=== Exercise brief ===
Scan the material and copy every line in which "segment" appears.

=== Entries provided ===
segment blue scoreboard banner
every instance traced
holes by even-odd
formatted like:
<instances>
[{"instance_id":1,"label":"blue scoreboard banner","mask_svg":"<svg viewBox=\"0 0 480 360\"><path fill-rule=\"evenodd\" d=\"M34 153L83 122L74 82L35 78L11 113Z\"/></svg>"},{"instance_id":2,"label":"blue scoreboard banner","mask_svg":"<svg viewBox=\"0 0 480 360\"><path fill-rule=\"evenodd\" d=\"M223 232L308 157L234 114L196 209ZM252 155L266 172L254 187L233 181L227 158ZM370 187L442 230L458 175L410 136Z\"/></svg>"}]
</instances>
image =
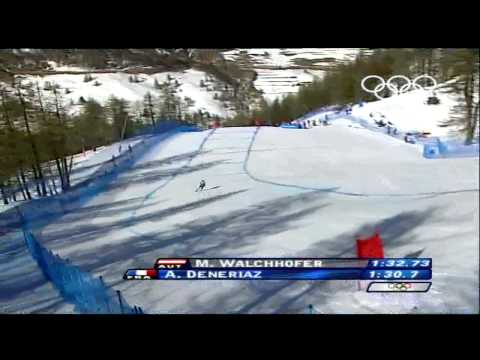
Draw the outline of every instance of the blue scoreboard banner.
<instances>
[{"instance_id":1,"label":"blue scoreboard banner","mask_svg":"<svg viewBox=\"0 0 480 360\"><path fill-rule=\"evenodd\" d=\"M125 280L430 280L432 259L169 258Z\"/></svg>"}]
</instances>

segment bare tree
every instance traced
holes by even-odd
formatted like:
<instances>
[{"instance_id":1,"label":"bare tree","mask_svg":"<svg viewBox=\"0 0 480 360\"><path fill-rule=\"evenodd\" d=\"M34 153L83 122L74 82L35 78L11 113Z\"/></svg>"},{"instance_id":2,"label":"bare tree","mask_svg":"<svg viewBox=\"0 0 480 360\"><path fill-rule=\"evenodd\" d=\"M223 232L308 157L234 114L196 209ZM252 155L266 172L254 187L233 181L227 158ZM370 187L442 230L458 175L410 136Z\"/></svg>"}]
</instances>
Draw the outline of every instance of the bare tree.
<instances>
[{"instance_id":1,"label":"bare tree","mask_svg":"<svg viewBox=\"0 0 480 360\"><path fill-rule=\"evenodd\" d=\"M36 171L38 173L38 177L41 182L41 195L46 196L47 195L47 188L45 186L45 179L43 177L43 172L42 172L42 167L40 164L40 156L39 156L39 151L37 148L37 145L35 143L35 139L32 135L32 130L30 128L30 120L28 117L28 111L27 111L27 103L25 101L24 96L22 95L22 92L20 91L20 85L18 83L15 84L15 89L16 89L16 95L18 97L18 100L20 101L20 104L22 106L22 111L23 111L23 120L25 123L25 130L27 132L27 138L30 143L31 149L32 149L32 154L33 154L33 159L34 159L34 167L36 167Z\"/></svg>"}]
</instances>

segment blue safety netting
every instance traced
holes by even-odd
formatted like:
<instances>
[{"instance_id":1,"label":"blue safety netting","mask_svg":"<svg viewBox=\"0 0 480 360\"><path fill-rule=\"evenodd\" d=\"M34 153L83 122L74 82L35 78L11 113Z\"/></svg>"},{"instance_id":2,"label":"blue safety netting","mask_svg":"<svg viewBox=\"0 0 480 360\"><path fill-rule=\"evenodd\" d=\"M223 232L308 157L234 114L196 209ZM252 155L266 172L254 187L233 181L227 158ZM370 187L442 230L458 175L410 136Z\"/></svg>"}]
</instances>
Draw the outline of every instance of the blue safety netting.
<instances>
[{"instance_id":1,"label":"blue safety netting","mask_svg":"<svg viewBox=\"0 0 480 360\"><path fill-rule=\"evenodd\" d=\"M458 140L442 141L433 139L425 143L423 156L427 159L477 157L480 154L479 144L465 145Z\"/></svg>"},{"instance_id":2,"label":"blue safety netting","mask_svg":"<svg viewBox=\"0 0 480 360\"><path fill-rule=\"evenodd\" d=\"M86 181L56 196L34 199L0 214L0 225L11 232L24 231L25 243L40 269L62 296L76 305L81 313L143 313L133 308L120 292L105 286L100 278L59 258L44 248L35 238L42 228L70 210L104 191L118 175L135 164L159 142L185 131L201 131L198 127L178 121L158 121L155 128L147 129L143 141L133 145L113 162L106 162ZM160 135L160 136L159 136Z\"/></svg>"},{"instance_id":3,"label":"blue safety netting","mask_svg":"<svg viewBox=\"0 0 480 360\"><path fill-rule=\"evenodd\" d=\"M138 314L141 308L130 306L119 291L107 288L101 278L80 270L44 248L28 231L25 243L45 277L58 289L63 298L75 304L82 314Z\"/></svg>"}]
</instances>

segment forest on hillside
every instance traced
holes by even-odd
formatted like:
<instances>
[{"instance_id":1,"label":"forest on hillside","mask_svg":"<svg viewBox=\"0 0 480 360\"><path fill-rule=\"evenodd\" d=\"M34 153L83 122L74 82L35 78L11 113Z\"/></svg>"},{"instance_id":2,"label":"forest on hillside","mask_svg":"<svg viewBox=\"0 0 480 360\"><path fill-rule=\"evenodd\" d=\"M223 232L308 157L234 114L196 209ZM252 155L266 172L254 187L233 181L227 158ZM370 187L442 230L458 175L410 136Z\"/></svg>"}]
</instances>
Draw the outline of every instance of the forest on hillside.
<instances>
[{"instance_id":1,"label":"forest on hillside","mask_svg":"<svg viewBox=\"0 0 480 360\"><path fill-rule=\"evenodd\" d=\"M229 119L228 124L252 125L259 119L278 125L323 106L376 100L360 85L368 75L389 78L401 74L414 78L427 74L439 84L448 82L444 89L459 96L460 101L445 125L461 125L468 143L478 127L479 67L479 49L375 49L369 55L360 52L355 61L338 65L322 79L302 86L298 93L277 98L272 103L263 101L255 111L239 113Z\"/></svg>"}]
</instances>

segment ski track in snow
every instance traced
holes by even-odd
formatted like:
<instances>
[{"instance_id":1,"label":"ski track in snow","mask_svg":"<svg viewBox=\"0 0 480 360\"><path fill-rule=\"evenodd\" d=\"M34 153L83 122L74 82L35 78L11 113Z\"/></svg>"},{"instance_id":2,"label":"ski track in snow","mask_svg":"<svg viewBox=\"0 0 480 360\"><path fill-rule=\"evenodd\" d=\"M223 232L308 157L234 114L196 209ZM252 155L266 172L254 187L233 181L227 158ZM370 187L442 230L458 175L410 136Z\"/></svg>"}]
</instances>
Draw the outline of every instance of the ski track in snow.
<instances>
[{"instance_id":1,"label":"ski track in snow","mask_svg":"<svg viewBox=\"0 0 480 360\"><path fill-rule=\"evenodd\" d=\"M287 187L287 188L294 188L294 189L300 189L300 190L312 190L312 191L324 191L328 193L333 193L333 194L338 194L338 195L345 195L345 196L359 196L359 197L415 197L415 196L431 196L431 195L448 195L448 194L458 194L458 193L465 193L465 192L478 192L479 189L460 189L460 190L450 190L450 191L434 191L434 192L423 192L423 193L405 193L405 194L366 194L366 193L355 193L355 192L344 192L344 191L338 191L338 187L330 187L330 188L324 188L324 187L309 187L309 186L301 186L301 185L295 185L295 184L282 184L282 183L277 183L274 181L269 181L269 180L263 180L260 179L259 177L253 175L249 170L248 170L248 160L250 159L250 153L252 151L253 144L255 143L255 139L257 137L258 132L260 131L261 127L257 127L254 134L252 135L252 139L250 142L250 145L247 150L247 156L245 158L245 161L243 163L243 169L245 170L245 173L254 181L261 182L264 184L270 184L270 185L275 185L275 186L282 186L282 187ZM275 149L273 149L275 150ZM295 150L292 148L292 150Z\"/></svg>"},{"instance_id":2,"label":"ski track in snow","mask_svg":"<svg viewBox=\"0 0 480 360\"><path fill-rule=\"evenodd\" d=\"M192 163L193 159L202 152L202 149L203 147L205 146L206 142L208 141L208 139L210 138L210 136L213 135L213 133L215 132L216 129L212 129L210 130L210 133L202 140L202 142L200 143L200 146L198 147L197 151L187 160L187 163L183 166L181 166L180 168L178 168L178 170L173 174L171 175L171 177L165 181L163 184L161 184L160 186L158 186L157 188L153 189L152 191L150 191L149 193L147 193L145 195L145 197L143 198L141 204L138 206L137 209L135 209L133 212L132 212L132 215L130 217L131 220L134 220L135 218L135 215L137 213L137 210L144 207L145 206L145 202L148 201L148 199L150 199L155 193L161 191L165 186L167 186L170 182L172 182L173 180L175 180L175 178L178 176L178 174L180 174L182 172L182 170L188 168L188 166ZM134 230L134 229L130 229L130 232L134 233L135 235L140 235L140 236L144 236L144 234Z\"/></svg>"}]
</instances>

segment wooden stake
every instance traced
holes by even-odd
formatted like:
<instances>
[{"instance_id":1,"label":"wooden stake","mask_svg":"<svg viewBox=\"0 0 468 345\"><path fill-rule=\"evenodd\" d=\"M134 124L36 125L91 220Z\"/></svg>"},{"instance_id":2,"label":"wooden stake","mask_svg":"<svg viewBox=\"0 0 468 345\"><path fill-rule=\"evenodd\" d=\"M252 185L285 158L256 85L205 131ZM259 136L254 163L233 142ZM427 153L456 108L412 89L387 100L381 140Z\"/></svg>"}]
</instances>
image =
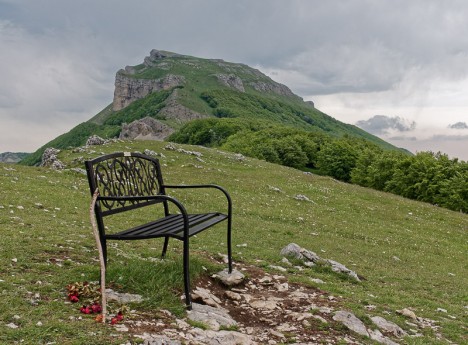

=== Problem solution ===
segment blue scoreboard banner
segment bare tree
segment blue safety netting
segment forest on hillside
segment ski track in snow
segment wooden stake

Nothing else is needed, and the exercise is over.